> _Information shown_
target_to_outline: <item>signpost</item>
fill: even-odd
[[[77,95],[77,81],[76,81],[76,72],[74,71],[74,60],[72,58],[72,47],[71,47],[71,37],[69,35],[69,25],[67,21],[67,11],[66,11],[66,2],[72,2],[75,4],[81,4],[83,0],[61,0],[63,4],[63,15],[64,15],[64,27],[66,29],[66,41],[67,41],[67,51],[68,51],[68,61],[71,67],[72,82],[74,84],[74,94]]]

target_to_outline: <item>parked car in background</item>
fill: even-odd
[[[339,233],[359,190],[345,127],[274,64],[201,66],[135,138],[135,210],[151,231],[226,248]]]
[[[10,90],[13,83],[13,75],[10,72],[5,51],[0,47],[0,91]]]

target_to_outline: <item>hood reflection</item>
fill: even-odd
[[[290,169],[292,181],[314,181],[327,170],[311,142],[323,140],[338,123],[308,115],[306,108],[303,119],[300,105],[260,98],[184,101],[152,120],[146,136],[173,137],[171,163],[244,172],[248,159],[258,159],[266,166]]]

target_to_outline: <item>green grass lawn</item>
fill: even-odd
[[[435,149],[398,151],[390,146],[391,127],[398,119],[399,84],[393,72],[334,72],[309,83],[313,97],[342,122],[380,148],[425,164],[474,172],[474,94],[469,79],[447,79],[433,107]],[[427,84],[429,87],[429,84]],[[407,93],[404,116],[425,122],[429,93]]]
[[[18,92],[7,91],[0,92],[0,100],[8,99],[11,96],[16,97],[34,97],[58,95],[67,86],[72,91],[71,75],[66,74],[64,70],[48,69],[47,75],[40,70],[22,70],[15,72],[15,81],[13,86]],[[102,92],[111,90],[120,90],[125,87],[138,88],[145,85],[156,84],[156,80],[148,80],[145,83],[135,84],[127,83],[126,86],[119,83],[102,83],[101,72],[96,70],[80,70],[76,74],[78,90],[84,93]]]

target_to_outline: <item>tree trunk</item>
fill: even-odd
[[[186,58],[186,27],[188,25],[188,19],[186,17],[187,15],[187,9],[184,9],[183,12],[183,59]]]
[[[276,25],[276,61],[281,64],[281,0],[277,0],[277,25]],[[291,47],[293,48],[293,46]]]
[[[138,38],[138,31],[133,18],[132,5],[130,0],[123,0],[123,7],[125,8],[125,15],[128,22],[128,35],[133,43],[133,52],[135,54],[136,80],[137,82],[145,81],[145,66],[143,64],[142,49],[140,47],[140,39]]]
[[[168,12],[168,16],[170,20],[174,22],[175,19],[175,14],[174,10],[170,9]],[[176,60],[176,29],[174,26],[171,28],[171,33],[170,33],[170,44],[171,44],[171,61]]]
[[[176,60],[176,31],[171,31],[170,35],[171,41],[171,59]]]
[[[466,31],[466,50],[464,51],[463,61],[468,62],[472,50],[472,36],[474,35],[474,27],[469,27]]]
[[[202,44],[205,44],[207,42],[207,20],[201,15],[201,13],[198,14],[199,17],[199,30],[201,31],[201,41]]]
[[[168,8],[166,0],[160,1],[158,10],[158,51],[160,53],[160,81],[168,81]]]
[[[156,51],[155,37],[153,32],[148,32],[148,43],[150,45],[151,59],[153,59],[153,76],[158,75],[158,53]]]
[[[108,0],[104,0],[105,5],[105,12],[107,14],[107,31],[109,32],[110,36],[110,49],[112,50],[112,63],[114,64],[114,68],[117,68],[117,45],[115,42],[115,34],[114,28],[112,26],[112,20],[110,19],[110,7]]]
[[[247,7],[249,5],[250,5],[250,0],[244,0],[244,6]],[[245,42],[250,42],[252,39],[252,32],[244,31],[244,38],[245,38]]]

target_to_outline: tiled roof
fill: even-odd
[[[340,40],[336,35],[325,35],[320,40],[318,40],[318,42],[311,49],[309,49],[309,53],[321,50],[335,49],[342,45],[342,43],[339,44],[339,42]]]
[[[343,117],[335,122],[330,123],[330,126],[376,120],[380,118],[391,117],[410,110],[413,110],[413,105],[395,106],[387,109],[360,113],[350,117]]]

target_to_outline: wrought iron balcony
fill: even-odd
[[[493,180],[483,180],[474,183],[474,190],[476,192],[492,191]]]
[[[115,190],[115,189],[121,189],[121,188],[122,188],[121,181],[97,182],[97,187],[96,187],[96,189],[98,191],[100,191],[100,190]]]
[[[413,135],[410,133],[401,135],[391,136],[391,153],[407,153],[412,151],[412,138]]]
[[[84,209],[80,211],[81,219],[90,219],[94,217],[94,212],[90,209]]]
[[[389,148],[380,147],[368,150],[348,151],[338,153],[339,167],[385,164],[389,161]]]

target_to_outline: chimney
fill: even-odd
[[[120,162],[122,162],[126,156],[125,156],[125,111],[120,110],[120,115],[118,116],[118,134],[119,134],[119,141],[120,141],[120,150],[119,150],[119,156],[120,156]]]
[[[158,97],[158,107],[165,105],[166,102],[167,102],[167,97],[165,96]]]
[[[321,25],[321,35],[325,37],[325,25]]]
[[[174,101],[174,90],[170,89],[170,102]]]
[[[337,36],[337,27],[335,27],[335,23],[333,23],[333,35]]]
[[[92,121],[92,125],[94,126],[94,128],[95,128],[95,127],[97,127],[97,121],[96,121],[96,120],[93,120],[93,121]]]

> _Exercise objective_
Restate word for word the entries above, starting at the line with "target_to_outline: <item>hood reflection</item>" and ending at the line with "target_to_outline: <item>green grass", inclusive, and no others.

> _Answer to this task_
target_to_outline: <item>hood reflection</item>
fill: even-odd
[[[290,169],[292,181],[314,181],[327,170],[311,142],[323,140],[338,123],[308,115],[306,108],[303,119],[300,105],[260,98],[184,101],[152,120],[146,136],[173,137],[171,163],[244,172],[248,159],[258,159],[266,166]]]

target_to_outline: <item>green grass lawn</item>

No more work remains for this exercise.